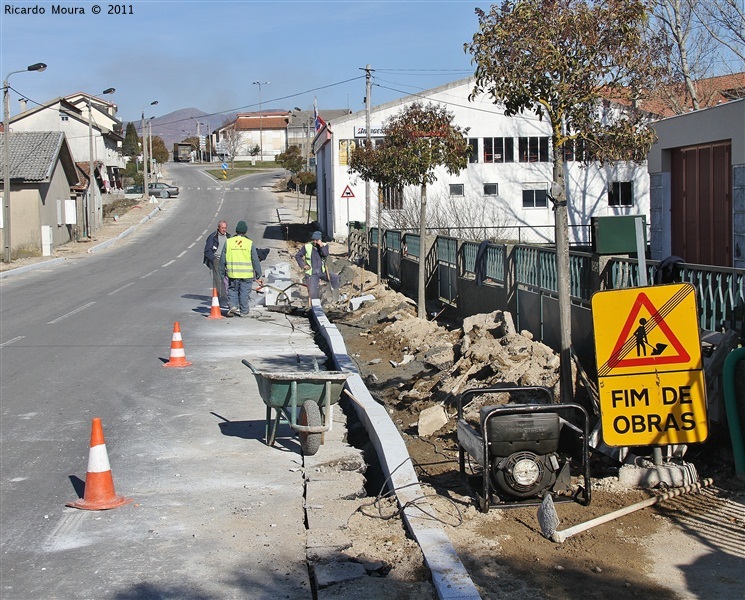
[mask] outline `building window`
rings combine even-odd
[[[386,186],[378,188],[378,199],[383,210],[401,210],[404,207],[404,188]]]
[[[66,115],[65,113],[60,113],[59,118],[60,118],[60,121],[69,121],[70,115]]]
[[[484,138],[484,162],[515,162],[515,146],[512,138]]]
[[[463,196],[464,186],[462,183],[451,183],[450,184],[450,195],[451,196]]]
[[[608,206],[634,206],[634,182],[611,181],[608,184]]]
[[[518,141],[520,162],[548,162],[547,137],[521,137]]]
[[[468,162],[479,162],[479,140],[477,138],[468,138]]]
[[[547,206],[545,188],[523,190],[523,208],[546,208]]]
[[[484,184],[484,196],[497,196],[499,195],[499,184],[497,183],[485,183]]]

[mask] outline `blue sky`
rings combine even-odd
[[[53,6],[82,8],[52,14]],[[93,7],[101,8],[99,14]],[[33,7],[44,14],[12,14]],[[118,6],[125,14],[107,14]],[[3,2],[0,71],[36,62],[42,73],[10,77],[11,115],[77,91],[107,96],[119,117],[161,116],[181,108],[208,114],[298,106],[364,108],[364,69],[381,104],[473,73],[463,51],[476,32],[475,7],[449,1]],[[263,82],[269,82],[263,84]],[[342,83],[346,82],[346,83]]]

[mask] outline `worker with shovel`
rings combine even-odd
[[[298,266],[305,271],[305,285],[308,287],[308,304],[319,298],[321,280],[331,284],[333,301],[339,301],[339,275],[326,265],[329,247],[323,242],[320,231],[314,231],[310,242],[300,247],[295,254]]]
[[[634,330],[634,337],[636,338],[636,355],[646,356],[647,346],[652,349],[652,356],[659,356],[667,348],[667,344],[657,344],[652,346],[647,339],[647,320],[645,318],[639,319],[639,327]]]

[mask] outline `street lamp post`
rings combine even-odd
[[[43,71],[44,63],[34,63],[21,71],[11,71],[3,80],[3,260],[10,262],[10,86],[8,79],[15,73]]]
[[[114,88],[106,88],[102,94],[113,94],[116,90]],[[88,238],[93,239],[93,235],[96,233],[96,196],[94,190],[96,184],[96,157],[93,154],[93,108],[90,94],[86,94],[88,100],[88,173],[90,178],[88,179],[88,206],[86,215],[88,219]]]
[[[149,105],[145,105],[142,107],[142,196],[144,198],[148,197],[147,193],[147,187],[148,187],[148,180],[147,180],[147,133],[145,131],[145,108],[147,106],[155,106],[158,104],[157,100],[153,100]]]
[[[264,129],[261,124],[261,86],[269,85],[268,81],[254,81],[254,85],[259,86],[259,148],[261,149],[261,160],[264,160]]]
[[[153,162],[153,119],[155,117],[150,117],[147,120],[147,137],[150,140],[150,154],[148,155],[148,160],[152,163]],[[156,179],[157,179],[157,173],[156,173]]]

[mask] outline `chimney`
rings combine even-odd
[[[21,112],[26,112],[26,98],[19,98],[18,103],[21,105]]]

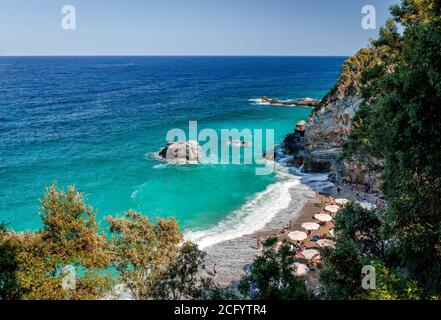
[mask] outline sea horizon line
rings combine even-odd
[[[0,58],[56,58],[56,57],[60,57],[60,58],[76,58],[76,57],[197,57],[197,58],[347,58],[350,57],[350,55],[203,55],[203,54],[194,54],[194,55],[185,55],[185,54],[176,54],[176,55],[172,55],[172,54],[146,54],[146,55],[131,55],[131,54],[126,54],[126,55],[118,55],[118,54],[105,54],[105,55],[94,55],[94,54],[78,54],[78,55],[70,55],[70,54],[66,54],[66,55],[50,55],[50,54],[42,54],[42,55],[1,55],[0,54]]]

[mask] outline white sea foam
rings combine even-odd
[[[282,180],[269,185],[264,191],[257,193],[240,209],[232,212],[217,225],[207,230],[189,231],[185,234],[185,238],[204,249],[219,242],[259,231],[280,210],[288,208],[291,201],[291,198],[287,196],[289,189],[299,184],[298,177],[282,178]]]
[[[159,155],[159,151],[156,151],[156,152],[147,152],[145,155],[144,155],[144,159],[146,159],[146,160],[155,160],[155,161],[164,161],[164,158],[162,158],[160,155]]]
[[[135,199],[136,199],[136,196],[138,195],[138,191],[139,191],[139,190],[135,190],[135,191],[132,192],[132,194],[130,195],[130,198],[131,198],[132,200],[135,200]]]
[[[158,163],[153,166],[153,169],[164,169],[167,165],[165,163]]]
[[[293,168],[285,166],[285,160],[290,157],[283,154],[280,147],[276,148],[275,152],[278,159],[274,163],[277,182],[269,185],[264,191],[257,193],[240,209],[229,214],[218,224],[206,230],[189,231],[185,234],[185,238],[197,243],[201,249],[204,249],[223,241],[264,230],[270,222],[273,223],[280,219],[286,220],[286,213],[282,214],[283,217],[278,217],[280,219],[277,216],[286,211],[285,209],[293,201],[290,190],[294,189],[294,192],[298,193],[299,198],[295,198],[299,203],[295,211],[299,211],[303,206],[303,202],[299,199],[302,199],[302,194],[306,190],[323,190],[333,185],[328,180],[327,174],[305,174],[298,169],[293,172]]]

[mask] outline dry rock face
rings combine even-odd
[[[348,96],[325,104],[308,118],[305,128],[305,147],[310,152],[342,149],[351,130],[351,120],[363,99]]]
[[[329,96],[307,119],[303,171],[324,173],[336,183],[368,184],[375,191],[381,172],[361,165],[357,159],[339,159],[351,131],[352,119],[363,103],[359,94]]]
[[[172,164],[197,164],[201,156],[201,147],[197,141],[169,141],[159,155]]]
[[[359,95],[339,94],[328,96],[321,108],[314,110],[305,126],[305,156],[303,171],[330,173],[330,179],[340,182],[350,176],[350,163],[342,162],[339,156],[351,131],[351,122],[363,99]]]
[[[379,52],[362,49],[345,61],[336,86],[314,109],[304,126],[303,145],[298,145],[296,132],[285,139],[285,150],[293,153],[294,165],[305,172],[329,172],[332,181],[360,179],[364,168],[354,165],[356,159],[340,161],[343,145],[351,131],[352,119],[363,103],[360,92],[361,72],[375,62]],[[368,170],[365,170],[368,171]]]

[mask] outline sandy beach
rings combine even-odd
[[[264,229],[207,247],[205,249],[207,252],[206,275],[213,277],[213,280],[222,287],[234,287],[241,276],[245,274],[244,266],[251,263],[259,253],[258,239],[264,240],[278,236],[283,241],[287,238],[286,235],[289,231],[304,231],[301,224],[314,222],[314,214],[323,211],[325,204],[321,202],[321,199],[325,199],[326,195],[336,192],[333,188],[328,188],[328,190],[317,196],[311,187],[306,185],[302,185],[302,187],[302,189],[296,187],[289,191],[287,196],[291,198],[290,205],[288,208],[281,210]],[[291,228],[288,230],[287,226],[290,221]],[[328,234],[329,229],[332,228],[331,225],[332,222],[327,223],[317,231],[311,231],[308,239],[316,234]],[[282,233],[283,228],[285,228],[285,232]],[[318,248],[316,242],[308,239],[304,241],[304,245],[308,249]],[[307,262],[301,256],[298,258],[299,262]],[[213,275],[214,264],[217,265],[215,276]],[[307,279],[311,289],[315,291],[318,285],[317,272],[309,272]]]
[[[259,253],[258,239],[265,240],[277,236],[280,241],[284,241],[288,239],[287,234],[290,231],[305,231],[301,226],[302,223],[317,222],[313,217],[317,213],[324,212],[325,206],[330,204],[329,197],[356,200],[353,186],[344,186],[338,193],[337,186],[329,186],[328,181],[328,187],[319,191],[314,186],[306,184],[302,184],[300,188],[299,186],[292,188],[286,195],[291,199],[289,206],[280,210],[264,229],[205,248],[207,252],[205,275],[212,277],[221,287],[234,288],[245,274],[244,266],[252,263]],[[319,246],[315,241],[310,240],[311,237],[318,235],[321,238],[332,239],[329,230],[333,227],[333,222],[322,224],[320,229],[308,234],[303,246],[307,249],[318,249]],[[308,263],[302,255],[298,254],[296,259],[300,263]],[[217,267],[216,275],[213,273],[214,264]],[[320,291],[318,271],[308,272],[305,279],[307,286],[313,292]]]

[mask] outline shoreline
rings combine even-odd
[[[280,209],[262,229],[206,247],[204,249],[207,253],[204,276],[212,277],[213,281],[221,287],[234,287],[245,274],[244,266],[251,263],[259,253],[257,239],[282,229],[290,220],[296,221],[302,216],[304,208],[313,200],[314,195],[314,191],[303,184],[290,188],[288,196],[291,199],[288,207]],[[217,275],[213,277],[212,270],[215,263]]]

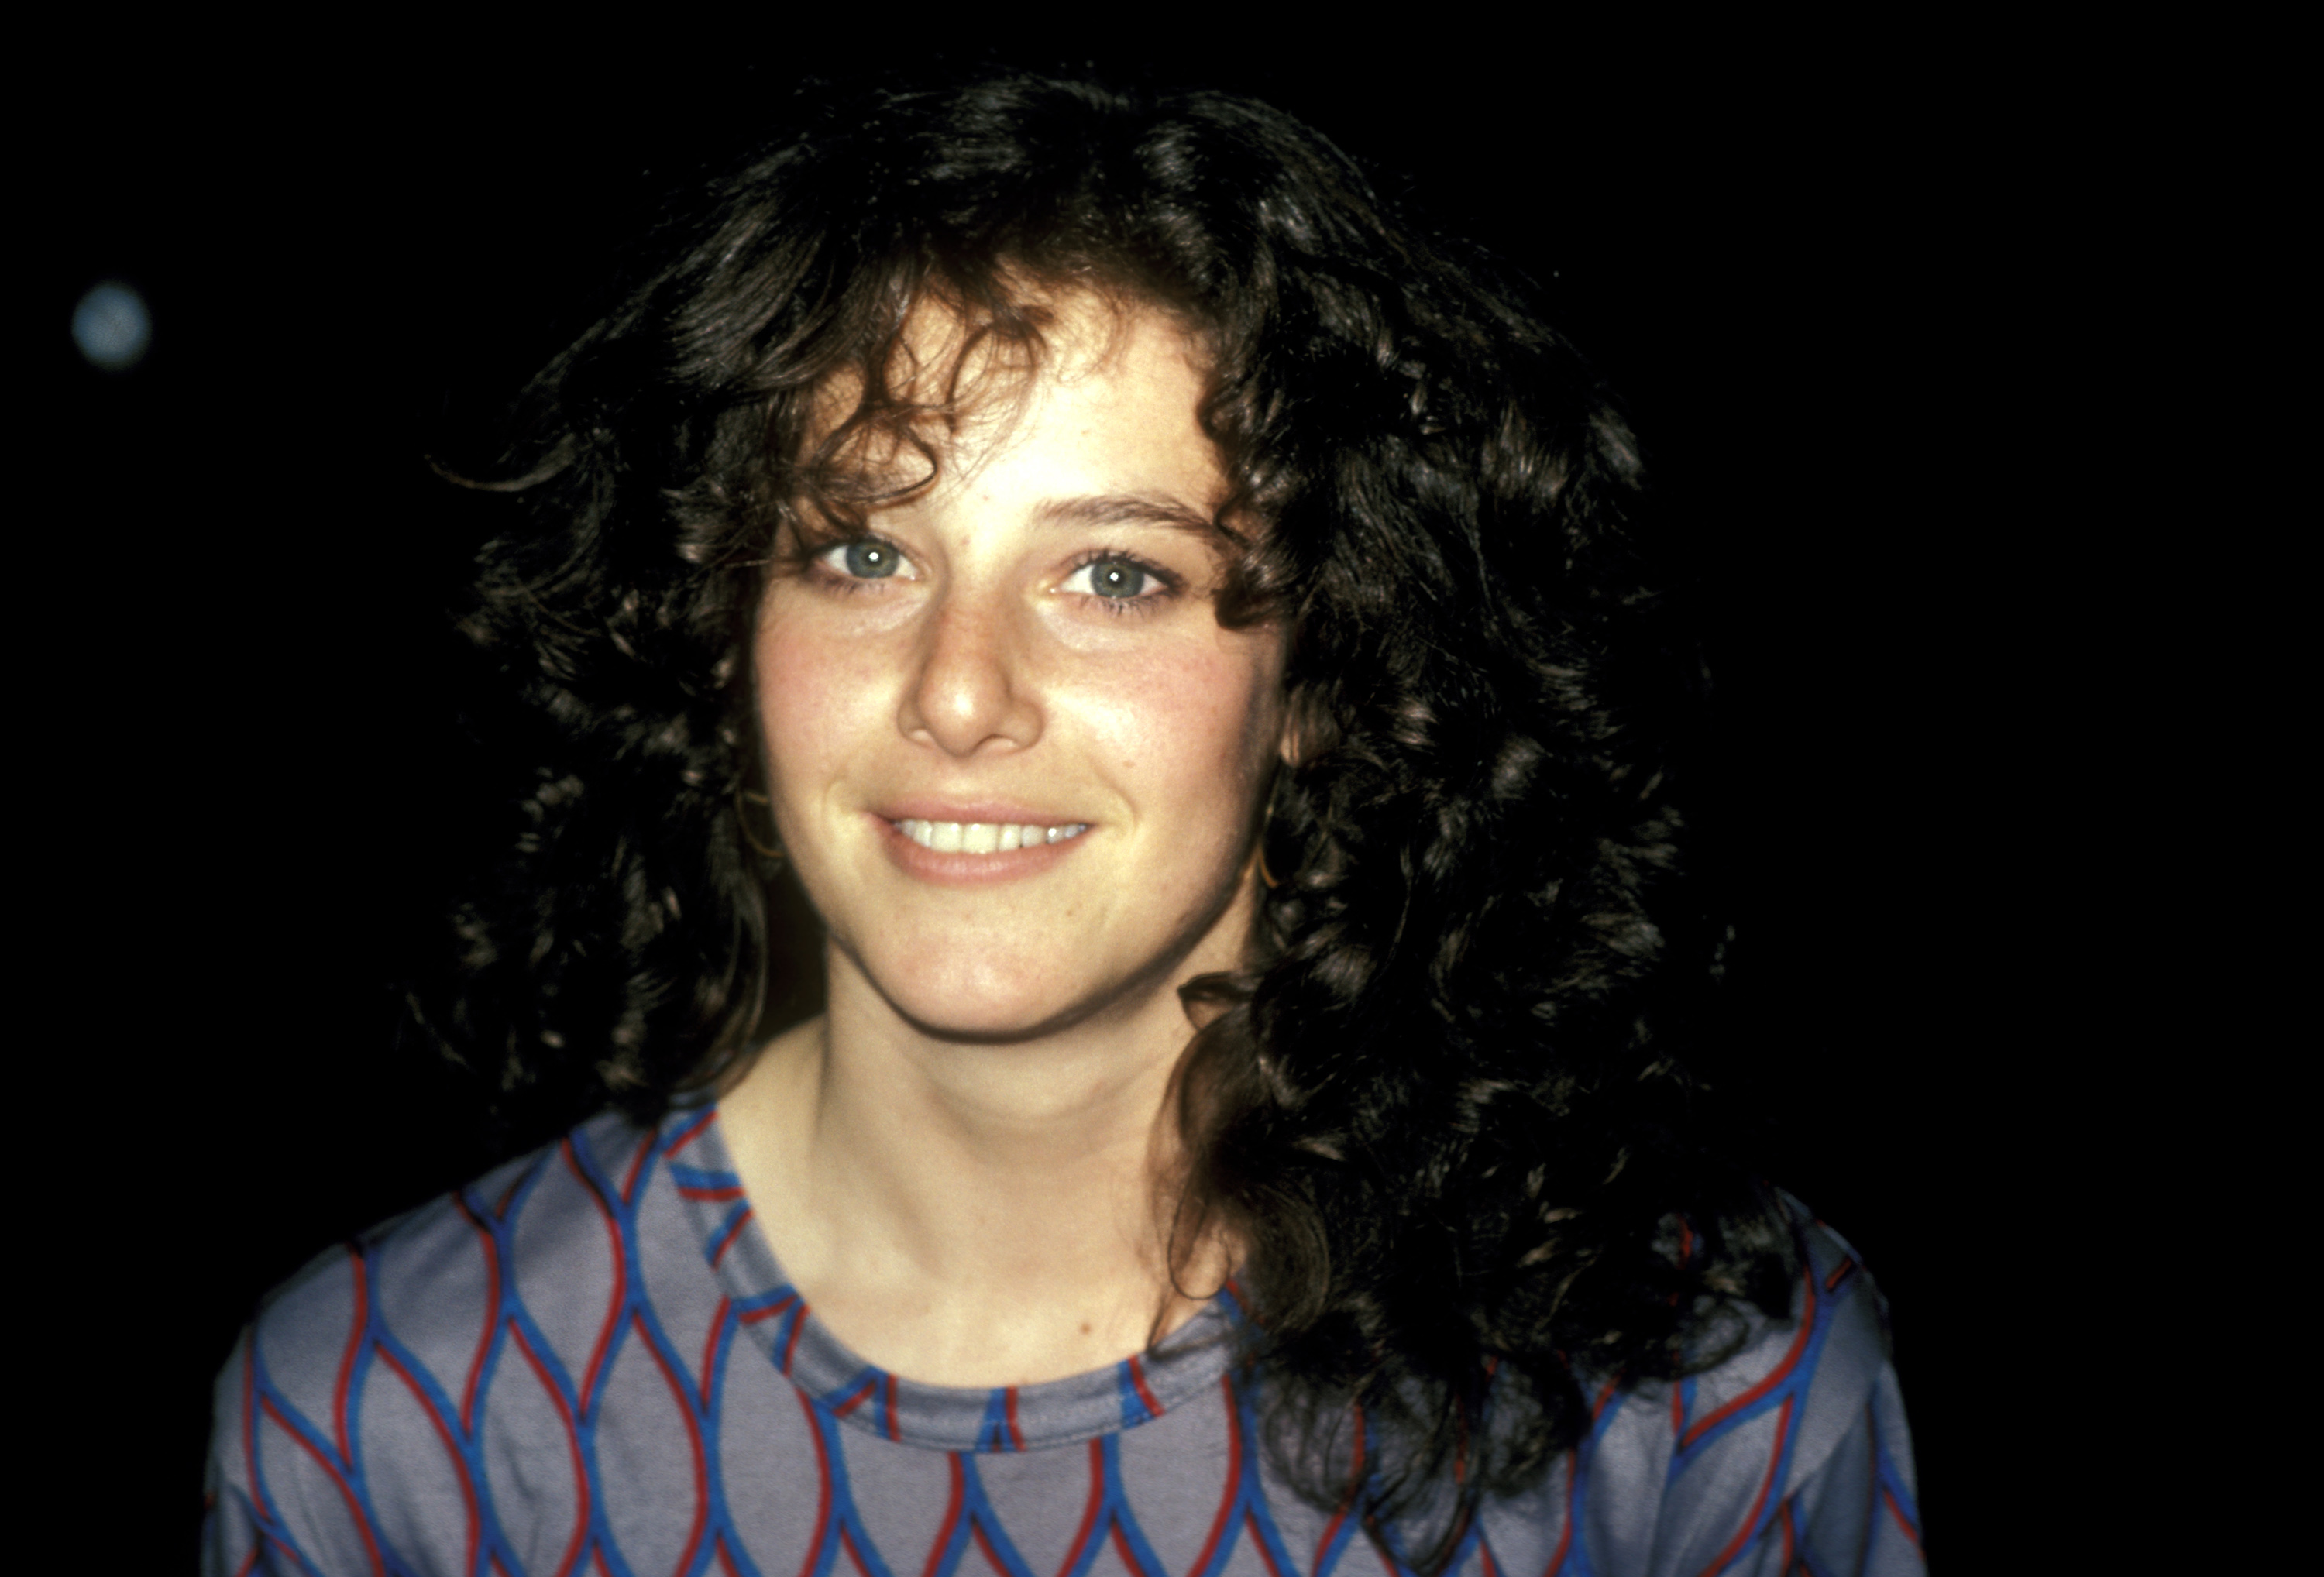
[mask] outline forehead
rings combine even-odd
[[[816,387],[801,447],[878,493],[980,469],[1034,433],[1054,441],[1060,421],[1084,446],[1198,453],[1218,471],[1199,421],[1209,359],[1175,314],[1142,302],[1055,292],[972,318],[924,298],[866,360]]]

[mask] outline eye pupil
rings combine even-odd
[[[1146,589],[1146,572],[1135,564],[1110,558],[1096,567],[1090,585],[1102,597],[1134,597]]]
[[[884,542],[847,544],[847,573],[860,580],[878,580],[896,573],[896,555]]]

TASK REQUIREMENTS
Some lines above hold the word "mask". Copy all of them.

SOLUTION TO THIS PROBLEM
[mask] outline `building window`
[mask] outline `blue sky`
[mask] outline `worker with shovel`
[mask] outline `street lamp post`
[mask] outline `chimney`
[mask] outline sea horizon line
[mask] outline white sea foam
[mask] outline dry rock face
[mask] outline sandy beach
[mask] outline shoreline
[mask] outline forehead
[mask] outline eye pupil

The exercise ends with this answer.